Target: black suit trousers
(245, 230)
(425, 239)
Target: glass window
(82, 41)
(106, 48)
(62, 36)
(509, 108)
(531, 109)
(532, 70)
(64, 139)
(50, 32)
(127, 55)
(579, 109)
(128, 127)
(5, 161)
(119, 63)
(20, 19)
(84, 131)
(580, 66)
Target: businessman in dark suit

****************************************

WHAT IS EXPECTED ->
Switch every "Target" in the material above to "Label", then write out all of its lines again with nothing else changed.

TASK ANSWER ->
Label: black suit trousers
(245, 230)
(425, 239)
Label: glass window
(82, 41)
(106, 48)
(62, 36)
(509, 108)
(531, 109)
(532, 70)
(64, 139)
(50, 32)
(127, 55)
(579, 109)
(128, 127)
(5, 161)
(119, 63)
(20, 19)
(84, 131)
(580, 66)
Label: businessman in dark suit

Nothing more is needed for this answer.